Begin Material to process
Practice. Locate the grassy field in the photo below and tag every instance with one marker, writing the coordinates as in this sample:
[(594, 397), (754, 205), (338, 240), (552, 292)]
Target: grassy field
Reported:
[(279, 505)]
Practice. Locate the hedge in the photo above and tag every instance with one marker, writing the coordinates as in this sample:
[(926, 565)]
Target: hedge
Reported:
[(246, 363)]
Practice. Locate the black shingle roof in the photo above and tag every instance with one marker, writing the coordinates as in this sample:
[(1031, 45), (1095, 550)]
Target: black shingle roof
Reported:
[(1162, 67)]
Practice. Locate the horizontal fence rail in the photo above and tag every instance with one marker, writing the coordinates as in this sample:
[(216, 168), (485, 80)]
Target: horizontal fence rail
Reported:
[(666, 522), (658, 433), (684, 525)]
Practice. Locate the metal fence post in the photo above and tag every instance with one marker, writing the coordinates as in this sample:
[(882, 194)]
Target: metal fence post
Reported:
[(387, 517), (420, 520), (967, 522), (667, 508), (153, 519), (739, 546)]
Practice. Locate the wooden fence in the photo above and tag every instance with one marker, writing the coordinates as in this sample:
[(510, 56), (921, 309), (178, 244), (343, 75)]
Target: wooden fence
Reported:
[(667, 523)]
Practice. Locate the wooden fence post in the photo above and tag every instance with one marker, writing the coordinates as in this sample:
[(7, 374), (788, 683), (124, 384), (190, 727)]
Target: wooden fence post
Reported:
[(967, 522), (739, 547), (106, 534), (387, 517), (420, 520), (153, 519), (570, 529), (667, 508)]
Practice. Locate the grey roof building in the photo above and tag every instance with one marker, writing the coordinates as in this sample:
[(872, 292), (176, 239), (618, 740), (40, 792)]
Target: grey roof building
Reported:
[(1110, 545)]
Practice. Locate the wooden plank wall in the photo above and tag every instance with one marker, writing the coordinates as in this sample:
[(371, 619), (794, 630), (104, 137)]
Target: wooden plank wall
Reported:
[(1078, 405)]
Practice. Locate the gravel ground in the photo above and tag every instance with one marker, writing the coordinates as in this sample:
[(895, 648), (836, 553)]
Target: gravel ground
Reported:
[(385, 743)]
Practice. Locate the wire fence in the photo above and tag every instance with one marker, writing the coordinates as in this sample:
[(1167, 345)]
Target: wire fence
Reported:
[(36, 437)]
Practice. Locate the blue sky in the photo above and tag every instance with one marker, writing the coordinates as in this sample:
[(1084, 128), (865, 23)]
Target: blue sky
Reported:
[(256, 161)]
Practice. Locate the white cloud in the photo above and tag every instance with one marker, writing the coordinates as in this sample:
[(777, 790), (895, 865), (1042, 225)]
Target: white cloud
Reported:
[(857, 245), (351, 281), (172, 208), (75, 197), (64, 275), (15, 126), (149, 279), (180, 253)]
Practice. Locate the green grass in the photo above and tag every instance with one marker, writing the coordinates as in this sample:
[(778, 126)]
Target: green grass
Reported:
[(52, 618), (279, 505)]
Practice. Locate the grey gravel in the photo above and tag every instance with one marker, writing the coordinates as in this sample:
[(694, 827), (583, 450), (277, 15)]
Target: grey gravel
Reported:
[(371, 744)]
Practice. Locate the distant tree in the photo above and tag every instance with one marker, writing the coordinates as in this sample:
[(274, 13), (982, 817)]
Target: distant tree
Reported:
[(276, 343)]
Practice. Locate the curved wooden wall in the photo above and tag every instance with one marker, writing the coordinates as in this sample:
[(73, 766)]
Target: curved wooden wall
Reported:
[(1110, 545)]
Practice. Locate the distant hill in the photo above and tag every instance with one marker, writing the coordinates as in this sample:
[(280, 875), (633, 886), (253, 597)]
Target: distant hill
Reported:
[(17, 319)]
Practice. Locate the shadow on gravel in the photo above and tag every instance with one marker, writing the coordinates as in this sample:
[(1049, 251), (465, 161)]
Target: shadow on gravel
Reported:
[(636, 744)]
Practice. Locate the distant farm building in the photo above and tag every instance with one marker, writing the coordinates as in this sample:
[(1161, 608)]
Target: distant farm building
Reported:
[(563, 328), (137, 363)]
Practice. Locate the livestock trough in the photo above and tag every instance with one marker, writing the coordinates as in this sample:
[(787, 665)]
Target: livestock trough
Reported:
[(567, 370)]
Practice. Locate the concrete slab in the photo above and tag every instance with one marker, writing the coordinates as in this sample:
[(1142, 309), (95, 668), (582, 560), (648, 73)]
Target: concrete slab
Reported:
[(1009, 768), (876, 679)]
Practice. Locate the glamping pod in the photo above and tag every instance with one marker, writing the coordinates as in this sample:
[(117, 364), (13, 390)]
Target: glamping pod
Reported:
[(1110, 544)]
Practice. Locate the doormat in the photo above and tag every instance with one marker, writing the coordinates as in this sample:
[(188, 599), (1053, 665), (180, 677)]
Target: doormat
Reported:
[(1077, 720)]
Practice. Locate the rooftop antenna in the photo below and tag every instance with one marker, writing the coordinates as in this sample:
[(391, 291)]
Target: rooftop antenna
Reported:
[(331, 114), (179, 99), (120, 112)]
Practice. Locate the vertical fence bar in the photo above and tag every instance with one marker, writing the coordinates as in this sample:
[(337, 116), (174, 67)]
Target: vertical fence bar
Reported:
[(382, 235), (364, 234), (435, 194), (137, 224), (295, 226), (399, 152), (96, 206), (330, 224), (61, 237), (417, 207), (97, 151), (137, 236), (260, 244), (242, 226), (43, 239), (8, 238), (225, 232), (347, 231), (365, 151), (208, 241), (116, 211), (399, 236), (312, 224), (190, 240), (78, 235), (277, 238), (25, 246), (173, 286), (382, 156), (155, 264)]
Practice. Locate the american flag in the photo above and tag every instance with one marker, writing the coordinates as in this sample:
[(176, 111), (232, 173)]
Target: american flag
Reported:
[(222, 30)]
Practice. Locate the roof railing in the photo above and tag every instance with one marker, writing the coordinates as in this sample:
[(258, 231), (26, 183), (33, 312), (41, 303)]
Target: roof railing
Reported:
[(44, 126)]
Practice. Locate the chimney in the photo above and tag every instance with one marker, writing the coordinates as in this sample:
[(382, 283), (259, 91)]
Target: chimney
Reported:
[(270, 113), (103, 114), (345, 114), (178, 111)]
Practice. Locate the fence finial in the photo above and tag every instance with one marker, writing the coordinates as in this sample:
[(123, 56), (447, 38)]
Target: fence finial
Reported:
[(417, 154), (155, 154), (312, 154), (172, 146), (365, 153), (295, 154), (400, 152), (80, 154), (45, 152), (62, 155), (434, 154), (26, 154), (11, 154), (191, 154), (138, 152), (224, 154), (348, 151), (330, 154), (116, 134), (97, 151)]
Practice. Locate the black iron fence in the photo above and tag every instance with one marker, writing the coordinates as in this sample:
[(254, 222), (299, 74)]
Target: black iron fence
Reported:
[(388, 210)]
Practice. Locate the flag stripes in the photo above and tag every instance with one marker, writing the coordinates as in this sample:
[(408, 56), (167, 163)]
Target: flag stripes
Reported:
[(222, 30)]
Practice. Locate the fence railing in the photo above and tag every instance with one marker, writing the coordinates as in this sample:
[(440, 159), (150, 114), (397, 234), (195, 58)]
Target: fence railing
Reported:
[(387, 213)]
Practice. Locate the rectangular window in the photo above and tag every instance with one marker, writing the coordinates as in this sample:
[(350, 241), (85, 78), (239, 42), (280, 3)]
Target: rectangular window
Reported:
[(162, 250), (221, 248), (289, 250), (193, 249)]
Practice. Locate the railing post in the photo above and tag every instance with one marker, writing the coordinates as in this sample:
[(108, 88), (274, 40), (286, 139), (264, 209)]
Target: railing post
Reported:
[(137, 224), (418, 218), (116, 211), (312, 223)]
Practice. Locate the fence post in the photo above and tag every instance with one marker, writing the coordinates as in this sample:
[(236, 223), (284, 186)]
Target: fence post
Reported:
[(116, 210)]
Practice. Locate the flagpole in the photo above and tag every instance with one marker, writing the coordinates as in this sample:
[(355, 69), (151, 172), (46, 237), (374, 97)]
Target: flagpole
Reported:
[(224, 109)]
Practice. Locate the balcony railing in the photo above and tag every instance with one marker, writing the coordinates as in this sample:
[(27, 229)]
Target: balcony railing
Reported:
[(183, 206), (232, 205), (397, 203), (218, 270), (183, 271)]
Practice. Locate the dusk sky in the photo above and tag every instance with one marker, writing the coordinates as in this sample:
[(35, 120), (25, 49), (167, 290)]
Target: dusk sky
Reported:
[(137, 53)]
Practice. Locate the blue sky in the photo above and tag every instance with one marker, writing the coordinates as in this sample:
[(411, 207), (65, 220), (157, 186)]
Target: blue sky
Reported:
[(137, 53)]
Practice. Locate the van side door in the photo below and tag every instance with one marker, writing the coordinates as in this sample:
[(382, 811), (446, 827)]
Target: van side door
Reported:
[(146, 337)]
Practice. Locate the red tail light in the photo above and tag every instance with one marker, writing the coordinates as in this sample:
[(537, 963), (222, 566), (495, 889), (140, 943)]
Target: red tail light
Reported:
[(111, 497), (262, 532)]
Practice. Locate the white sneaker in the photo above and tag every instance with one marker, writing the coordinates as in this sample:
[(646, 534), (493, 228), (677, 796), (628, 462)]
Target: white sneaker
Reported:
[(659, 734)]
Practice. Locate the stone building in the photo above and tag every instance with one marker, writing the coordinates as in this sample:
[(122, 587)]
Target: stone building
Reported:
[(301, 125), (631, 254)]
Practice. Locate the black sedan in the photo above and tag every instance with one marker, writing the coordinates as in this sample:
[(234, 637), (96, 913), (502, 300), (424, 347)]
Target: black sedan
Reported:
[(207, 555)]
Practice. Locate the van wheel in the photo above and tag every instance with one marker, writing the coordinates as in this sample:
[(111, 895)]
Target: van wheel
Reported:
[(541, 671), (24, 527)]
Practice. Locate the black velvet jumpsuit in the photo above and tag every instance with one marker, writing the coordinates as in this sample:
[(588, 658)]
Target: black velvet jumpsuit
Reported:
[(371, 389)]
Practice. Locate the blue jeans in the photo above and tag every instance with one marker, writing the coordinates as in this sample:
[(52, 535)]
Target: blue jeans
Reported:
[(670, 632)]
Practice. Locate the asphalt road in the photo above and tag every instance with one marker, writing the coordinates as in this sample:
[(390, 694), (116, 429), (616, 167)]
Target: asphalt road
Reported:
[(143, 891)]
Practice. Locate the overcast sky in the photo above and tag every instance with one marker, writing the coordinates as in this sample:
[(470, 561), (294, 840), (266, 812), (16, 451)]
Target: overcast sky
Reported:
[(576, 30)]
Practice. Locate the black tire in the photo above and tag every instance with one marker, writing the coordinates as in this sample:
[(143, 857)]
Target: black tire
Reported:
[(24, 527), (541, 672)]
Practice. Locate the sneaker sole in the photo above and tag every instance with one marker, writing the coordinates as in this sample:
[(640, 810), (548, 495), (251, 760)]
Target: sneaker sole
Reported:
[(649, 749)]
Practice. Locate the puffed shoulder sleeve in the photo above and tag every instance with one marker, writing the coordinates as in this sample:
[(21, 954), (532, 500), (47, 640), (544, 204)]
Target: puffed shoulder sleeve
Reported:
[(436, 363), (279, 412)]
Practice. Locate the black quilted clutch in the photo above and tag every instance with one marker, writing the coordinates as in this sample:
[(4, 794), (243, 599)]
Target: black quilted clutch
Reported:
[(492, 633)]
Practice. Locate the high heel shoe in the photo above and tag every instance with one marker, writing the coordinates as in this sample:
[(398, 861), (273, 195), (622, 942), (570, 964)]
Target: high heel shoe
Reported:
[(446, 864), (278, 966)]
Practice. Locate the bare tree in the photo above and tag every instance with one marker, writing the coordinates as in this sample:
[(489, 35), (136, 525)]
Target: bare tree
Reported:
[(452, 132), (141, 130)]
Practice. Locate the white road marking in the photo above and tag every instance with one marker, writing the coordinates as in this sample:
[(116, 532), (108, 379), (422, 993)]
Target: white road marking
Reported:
End Material to process
### Challenge
Quote verbatim the line containing "Practice. Locate the black tire" and every line after it through the end of the records above.

### Completed task
Practice. Locate the black tire in the photo above and tag every instance with one marker, writing the coordinates as in this sample:
[(143, 857)]
Target: black tire
Reported:
[(24, 527), (541, 672)]
Practice. Locate the sneaker sole in the photo above and tag every instance with one marker, writing the coordinates as in this sample:
[(640, 810), (548, 495), (251, 760)]
Target: sneaker sole
Reported:
[(649, 749)]
Practice. Locate the puffed shoulder sleeve in the photo above and tag every instance with one marker, writing the coordinates as in this sample:
[(21, 954), (532, 500), (47, 640), (544, 204)]
Target: puffed shoulder sleeve
Reported:
[(436, 363), (279, 412)]
Practice. Locate the black quilted clutch in the photo above and tag every instance with one marker, writing the coordinates as in this sample:
[(4, 794), (243, 599)]
Target: black quilted clutch
Reported:
[(492, 633)]
Practice. Locate the high heel shoe in the photo above and tag every instance with one marker, writing the coordinates as in this sample:
[(398, 861), (273, 195), (622, 942), (570, 964)]
Target: high heel shoe
Reported:
[(446, 864), (278, 966)]
Practice. Locate the bare tree in the photo above and tag every instance with one marker, writing the coordinates as in this sample:
[(489, 35), (136, 525)]
Target: bare tree
Reported:
[(452, 132), (141, 130)]
Practice. Locate the white road marking in the photo above and tag every instance with one marker, writing the coordinates as in this sample:
[(116, 532), (108, 379), (422, 993)]
Target: white road marking
Reported:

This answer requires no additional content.